Conjunto de tarefas
**A)** Responda a estas perguntas sobre o trecho acerca de linhas de água:
(i) O que é preciso assegurar nas intervenções construtivas?
(ii) Que três coisas, segundo o trecho, sofrem linearização e simplificação?
(iii) Sobre que fauna é o impacte ilustrado na Fig. 3.5?
**B)** Imprima a parte do trecho sobre linhas de água que começa em "Tanto elas como" e acaba em "ecológica) (Fig. 3.5).".
**C)** Prossiga o texto sobre linhas de água a partir do ponto onde ele termina.

Tanto elas como as zonas de águas correntes são partes integrantes e fundamentais das linhas de água, pelo que nas intervenções construtivas há que assegurar a sua protecção, viabilidade e eventual promoção, tendo em conta que uma linha de água é uma estrutura transversal e longitudinalmente integrada. A linearização e a simplificação de fundos, margens e regime hidráulico implicam o comprometimento de inúmeros habitats e um empobrecimento na fauna e flora da linha de água (logo uma redução da sua qualidade ecológica) (Fig. 3.5).
Fig. 3.5. Ilustração do impacte na fauna piscícola da simplificação e homogeneização de um troço de linha de água (Blab, 1993)

Dados recolhidos
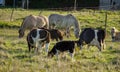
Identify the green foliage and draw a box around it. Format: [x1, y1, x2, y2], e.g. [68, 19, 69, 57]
[0, 9, 120, 72]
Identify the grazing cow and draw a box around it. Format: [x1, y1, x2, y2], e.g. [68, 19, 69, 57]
[48, 41, 78, 59]
[78, 28, 106, 51]
[39, 28, 64, 41]
[111, 27, 120, 41]
[27, 29, 50, 53]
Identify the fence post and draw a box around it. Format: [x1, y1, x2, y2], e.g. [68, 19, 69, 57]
[105, 11, 107, 32]
[10, 0, 15, 21]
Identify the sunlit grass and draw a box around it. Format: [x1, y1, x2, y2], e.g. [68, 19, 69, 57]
[0, 9, 120, 72]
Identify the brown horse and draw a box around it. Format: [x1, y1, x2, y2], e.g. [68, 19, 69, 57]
[19, 15, 49, 38]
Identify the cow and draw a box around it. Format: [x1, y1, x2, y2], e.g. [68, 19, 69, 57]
[111, 27, 120, 42]
[48, 41, 78, 60]
[78, 28, 106, 51]
[27, 29, 50, 53]
[39, 27, 64, 41]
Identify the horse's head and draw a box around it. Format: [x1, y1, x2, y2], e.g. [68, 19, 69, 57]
[18, 29, 24, 38]
[48, 52, 54, 58]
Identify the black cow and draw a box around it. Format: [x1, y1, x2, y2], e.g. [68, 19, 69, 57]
[48, 41, 78, 59]
[78, 28, 106, 51]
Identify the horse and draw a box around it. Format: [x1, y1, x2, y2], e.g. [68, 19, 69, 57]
[48, 14, 80, 38]
[18, 15, 49, 38]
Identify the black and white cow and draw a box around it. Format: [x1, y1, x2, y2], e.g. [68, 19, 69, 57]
[39, 27, 64, 41]
[48, 41, 78, 59]
[78, 28, 106, 51]
[27, 29, 50, 53]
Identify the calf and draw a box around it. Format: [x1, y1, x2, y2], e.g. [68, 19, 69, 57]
[48, 41, 78, 59]
[27, 29, 50, 53]
[111, 27, 120, 41]
[78, 28, 106, 51]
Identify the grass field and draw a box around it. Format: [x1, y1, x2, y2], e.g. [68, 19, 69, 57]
[0, 8, 120, 72]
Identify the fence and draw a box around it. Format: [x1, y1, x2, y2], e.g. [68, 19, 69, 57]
[0, 8, 120, 38]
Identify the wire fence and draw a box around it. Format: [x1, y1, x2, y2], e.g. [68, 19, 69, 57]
[0, 7, 120, 36]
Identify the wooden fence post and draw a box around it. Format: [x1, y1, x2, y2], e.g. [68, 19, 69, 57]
[105, 11, 107, 31]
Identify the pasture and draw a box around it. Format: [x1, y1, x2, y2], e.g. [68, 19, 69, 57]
[0, 8, 120, 72]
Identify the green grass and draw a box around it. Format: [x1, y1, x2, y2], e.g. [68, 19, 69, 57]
[0, 9, 120, 72]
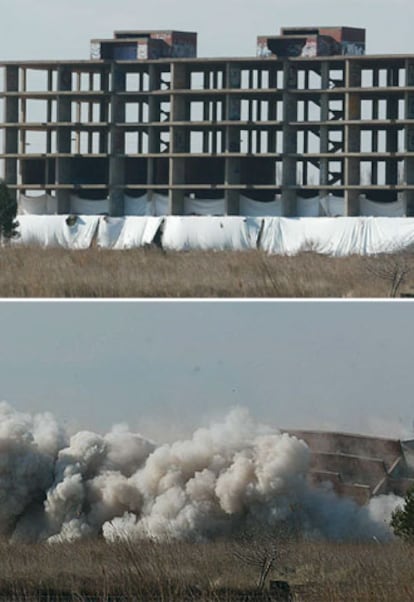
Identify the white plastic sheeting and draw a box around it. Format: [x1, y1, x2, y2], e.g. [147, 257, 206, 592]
[70, 194, 109, 215]
[12, 215, 414, 256]
[240, 195, 282, 217]
[359, 194, 407, 217]
[260, 217, 414, 256]
[162, 215, 262, 251]
[13, 215, 99, 249]
[17, 192, 57, 215]
[97, 216, 164, 249]
[184, 197, 226, 215]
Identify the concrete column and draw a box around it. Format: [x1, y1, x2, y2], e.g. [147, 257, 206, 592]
[109, 63, 126, 216]
[224, 63, 241, 215]
[46, 69, 53, 154]
[344, 59, 361, 216]
[99, 70, 109, 154]
[282, 59, 298, 217]
[385, 67, 398, 185]
[404, 59, 414, 217]
[319, 61, 329, 196]
[267, 66, 277, 153]
[203, 71, 210, 154]
[55, 65, 72, 213]
[147, 64, 161, 201]
[169, 63, 190, 215]
[4, 66, 19, 198]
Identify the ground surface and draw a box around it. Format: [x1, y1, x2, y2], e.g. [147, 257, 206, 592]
[0, 247, 414, 298]
[0, 539, 414, 602]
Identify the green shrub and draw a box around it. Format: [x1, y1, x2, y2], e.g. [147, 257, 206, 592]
[391, 487, 414, 542]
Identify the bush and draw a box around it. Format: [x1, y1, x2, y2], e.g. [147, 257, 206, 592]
[391, 487, 414, 542]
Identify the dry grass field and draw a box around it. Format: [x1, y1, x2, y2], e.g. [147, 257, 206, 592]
[0, 540, 414, 602]
[0, 247, 414, 298]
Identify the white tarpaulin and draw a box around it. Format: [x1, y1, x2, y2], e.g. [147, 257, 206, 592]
[184, 197, 226, 215]
[297, 196, 319, 217]
[70, 194, 109, 215]
[162, 215, 262, 251]
[240, 195, 282, 217]
[8, 215, 414, 256]
[260, 217, 414, 256]
[97, 216, 164, 249]
[13, 215, 99, 249]
[359, 194, 407, 217]
[17, 192, 57, 215]
[319, 193, 345, 217]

Respostas
**A)**
(i) A protecção, a viabilidade e a eventual promoção das zonas de águas correntes e das outras zonas mencionadas.
(ii) Os fundos, as margens e o regime hidráulico.
(iii) Sobre a fauna piscícola.

**B)**
Tanto elas como as zonas de águas correntes são partes integrantes e fundamentais das linhas de água, pelo que nas intervenções construtivas há que assegurar a sua protecção, viabilidade e eventual promoção, tendo em conta que uma linha de água é uma estrutura transversal e longitudinalmente integrada. A linearização e a simplificação de fundos, margens e regime hidráulico implicam o comprometimento de inúmeros habitats e um empobrecimento na fauna e flora da linha de água (logo uma redução da sua qualidade ecológica) (Fig. 3.5).

**C)**
Nenhuma intervenção deve, pois, simplificar a estrutura ou traçados naturais, importando salvaguardar o espaço natural de expressão de cada linha de água. Obviamente que este espaço pode estar condicionado por utilizações das margens que, pelo seu carácter, forma de instalação, antiguidade ou valor particular, não possam ser condicionadas ou retiradas. Nestas situações importa identificar quais as reais condicionantes do processo de escoamento e gerir a linha de água e os seus diferentes componentes em consonância, sempre dentro do princípio da maximização da naturalidade e funcionalidade.